→ Requirement: Find how many lines in the data below include the word "dark", then write only that number.

[Saved entries]
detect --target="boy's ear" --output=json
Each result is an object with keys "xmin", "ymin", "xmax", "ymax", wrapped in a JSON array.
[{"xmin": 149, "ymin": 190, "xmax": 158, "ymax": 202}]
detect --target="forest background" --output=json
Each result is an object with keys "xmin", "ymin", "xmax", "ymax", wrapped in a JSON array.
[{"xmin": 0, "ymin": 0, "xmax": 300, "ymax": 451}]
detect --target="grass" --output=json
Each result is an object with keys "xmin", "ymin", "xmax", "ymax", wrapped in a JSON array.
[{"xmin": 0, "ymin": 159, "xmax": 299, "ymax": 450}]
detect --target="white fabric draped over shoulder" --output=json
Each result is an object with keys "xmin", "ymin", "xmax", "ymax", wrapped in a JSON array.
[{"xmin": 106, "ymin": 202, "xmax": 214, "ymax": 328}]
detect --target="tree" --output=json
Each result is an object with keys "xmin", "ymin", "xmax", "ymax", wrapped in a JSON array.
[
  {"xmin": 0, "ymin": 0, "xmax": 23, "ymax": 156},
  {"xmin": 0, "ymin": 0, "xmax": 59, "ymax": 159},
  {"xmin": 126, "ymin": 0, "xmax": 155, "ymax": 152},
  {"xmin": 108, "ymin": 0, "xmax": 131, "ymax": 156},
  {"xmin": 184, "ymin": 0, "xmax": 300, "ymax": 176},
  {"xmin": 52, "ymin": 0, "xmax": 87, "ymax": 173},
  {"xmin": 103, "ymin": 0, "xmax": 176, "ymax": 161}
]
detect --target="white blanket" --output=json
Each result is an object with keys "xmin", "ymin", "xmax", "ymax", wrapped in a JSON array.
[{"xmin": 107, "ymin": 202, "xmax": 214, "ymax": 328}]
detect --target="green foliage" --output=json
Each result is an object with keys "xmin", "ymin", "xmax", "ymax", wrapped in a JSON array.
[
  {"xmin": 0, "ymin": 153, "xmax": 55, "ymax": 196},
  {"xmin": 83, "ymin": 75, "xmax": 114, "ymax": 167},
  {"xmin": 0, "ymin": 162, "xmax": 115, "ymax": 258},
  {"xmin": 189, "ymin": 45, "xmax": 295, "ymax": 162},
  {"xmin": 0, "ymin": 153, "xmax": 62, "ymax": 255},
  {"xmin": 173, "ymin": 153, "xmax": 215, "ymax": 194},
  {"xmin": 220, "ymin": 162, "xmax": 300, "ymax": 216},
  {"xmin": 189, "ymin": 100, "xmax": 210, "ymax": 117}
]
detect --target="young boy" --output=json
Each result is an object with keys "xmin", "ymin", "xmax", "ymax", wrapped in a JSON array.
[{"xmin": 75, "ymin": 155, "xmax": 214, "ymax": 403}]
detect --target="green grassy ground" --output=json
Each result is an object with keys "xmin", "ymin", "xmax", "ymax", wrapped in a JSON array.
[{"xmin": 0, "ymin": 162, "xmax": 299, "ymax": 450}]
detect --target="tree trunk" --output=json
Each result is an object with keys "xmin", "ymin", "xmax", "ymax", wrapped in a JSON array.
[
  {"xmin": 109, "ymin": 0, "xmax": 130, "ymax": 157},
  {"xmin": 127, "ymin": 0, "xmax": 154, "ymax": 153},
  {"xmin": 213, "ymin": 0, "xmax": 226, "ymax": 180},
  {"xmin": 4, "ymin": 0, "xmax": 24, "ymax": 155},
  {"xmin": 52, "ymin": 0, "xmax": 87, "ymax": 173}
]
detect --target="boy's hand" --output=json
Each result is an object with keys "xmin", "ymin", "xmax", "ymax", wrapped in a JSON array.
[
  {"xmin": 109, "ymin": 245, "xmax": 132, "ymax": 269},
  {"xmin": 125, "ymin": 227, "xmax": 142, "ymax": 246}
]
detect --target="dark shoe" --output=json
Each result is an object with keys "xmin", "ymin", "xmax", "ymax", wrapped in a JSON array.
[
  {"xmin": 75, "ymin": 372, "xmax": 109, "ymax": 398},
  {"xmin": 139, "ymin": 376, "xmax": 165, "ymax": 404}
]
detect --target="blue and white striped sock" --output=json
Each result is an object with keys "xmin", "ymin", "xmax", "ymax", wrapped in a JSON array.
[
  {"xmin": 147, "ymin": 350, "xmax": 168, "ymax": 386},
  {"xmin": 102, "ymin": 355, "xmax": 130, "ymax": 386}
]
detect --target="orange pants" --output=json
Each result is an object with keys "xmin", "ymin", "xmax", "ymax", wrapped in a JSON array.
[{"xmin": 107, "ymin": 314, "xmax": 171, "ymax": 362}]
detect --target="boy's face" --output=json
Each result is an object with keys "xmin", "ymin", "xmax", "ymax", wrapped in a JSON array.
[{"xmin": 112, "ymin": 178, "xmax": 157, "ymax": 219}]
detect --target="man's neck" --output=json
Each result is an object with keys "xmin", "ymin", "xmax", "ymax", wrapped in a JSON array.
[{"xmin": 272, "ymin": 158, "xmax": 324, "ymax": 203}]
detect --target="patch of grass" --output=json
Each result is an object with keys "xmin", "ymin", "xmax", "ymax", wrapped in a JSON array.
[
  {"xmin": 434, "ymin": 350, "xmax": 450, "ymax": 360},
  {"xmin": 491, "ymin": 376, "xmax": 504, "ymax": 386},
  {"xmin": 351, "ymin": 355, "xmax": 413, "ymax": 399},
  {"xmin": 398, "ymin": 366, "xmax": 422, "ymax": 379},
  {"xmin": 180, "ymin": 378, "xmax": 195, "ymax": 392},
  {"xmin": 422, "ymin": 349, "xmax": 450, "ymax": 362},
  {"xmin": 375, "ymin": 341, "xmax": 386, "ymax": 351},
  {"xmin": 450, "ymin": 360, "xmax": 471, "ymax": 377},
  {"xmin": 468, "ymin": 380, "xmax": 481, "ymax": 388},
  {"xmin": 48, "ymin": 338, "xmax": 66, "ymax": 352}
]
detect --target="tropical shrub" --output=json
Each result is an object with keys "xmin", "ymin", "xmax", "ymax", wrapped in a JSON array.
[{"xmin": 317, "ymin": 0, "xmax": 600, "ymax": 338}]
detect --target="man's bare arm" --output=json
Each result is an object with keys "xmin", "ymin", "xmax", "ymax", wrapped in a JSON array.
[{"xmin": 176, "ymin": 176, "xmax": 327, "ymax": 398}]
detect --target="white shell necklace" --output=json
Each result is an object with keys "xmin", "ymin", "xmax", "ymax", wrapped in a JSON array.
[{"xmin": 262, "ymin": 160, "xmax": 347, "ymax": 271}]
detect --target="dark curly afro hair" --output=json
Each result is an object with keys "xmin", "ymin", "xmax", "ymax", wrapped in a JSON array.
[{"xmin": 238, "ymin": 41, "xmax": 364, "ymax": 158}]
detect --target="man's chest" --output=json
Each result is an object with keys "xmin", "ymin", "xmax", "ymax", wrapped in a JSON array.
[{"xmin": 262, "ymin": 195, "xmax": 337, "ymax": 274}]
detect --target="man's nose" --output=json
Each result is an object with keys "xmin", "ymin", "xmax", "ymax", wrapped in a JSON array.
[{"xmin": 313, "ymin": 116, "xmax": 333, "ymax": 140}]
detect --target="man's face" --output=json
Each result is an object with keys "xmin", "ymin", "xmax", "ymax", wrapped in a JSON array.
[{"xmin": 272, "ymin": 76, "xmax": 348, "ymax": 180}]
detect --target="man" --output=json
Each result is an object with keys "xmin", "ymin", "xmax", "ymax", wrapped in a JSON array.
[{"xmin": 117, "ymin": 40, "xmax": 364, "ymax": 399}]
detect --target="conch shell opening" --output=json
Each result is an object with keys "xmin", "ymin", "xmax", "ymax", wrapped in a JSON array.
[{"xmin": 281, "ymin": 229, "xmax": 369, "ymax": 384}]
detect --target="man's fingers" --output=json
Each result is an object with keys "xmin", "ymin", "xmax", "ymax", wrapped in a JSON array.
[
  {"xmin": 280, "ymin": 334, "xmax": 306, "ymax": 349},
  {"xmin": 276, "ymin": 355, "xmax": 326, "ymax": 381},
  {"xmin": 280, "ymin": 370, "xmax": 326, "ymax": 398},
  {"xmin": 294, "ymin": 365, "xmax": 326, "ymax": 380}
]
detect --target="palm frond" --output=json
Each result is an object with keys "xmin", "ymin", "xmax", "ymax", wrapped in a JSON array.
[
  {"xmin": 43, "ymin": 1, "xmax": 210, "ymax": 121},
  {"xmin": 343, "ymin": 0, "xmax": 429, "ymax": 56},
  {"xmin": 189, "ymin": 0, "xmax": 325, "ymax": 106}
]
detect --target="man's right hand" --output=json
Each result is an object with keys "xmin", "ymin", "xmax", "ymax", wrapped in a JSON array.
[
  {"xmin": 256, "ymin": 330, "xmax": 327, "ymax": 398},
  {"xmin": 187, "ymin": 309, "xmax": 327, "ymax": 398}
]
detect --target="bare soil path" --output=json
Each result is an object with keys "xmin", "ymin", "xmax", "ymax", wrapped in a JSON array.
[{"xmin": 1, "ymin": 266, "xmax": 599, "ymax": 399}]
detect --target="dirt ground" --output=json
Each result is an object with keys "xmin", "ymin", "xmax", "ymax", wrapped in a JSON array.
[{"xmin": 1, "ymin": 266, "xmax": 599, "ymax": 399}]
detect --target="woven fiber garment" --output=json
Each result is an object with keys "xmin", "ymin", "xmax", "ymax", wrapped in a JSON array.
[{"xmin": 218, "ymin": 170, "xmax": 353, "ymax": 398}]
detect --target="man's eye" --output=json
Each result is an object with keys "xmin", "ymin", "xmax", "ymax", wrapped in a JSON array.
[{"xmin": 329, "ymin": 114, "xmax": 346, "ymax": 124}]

→ Answer for the task: 2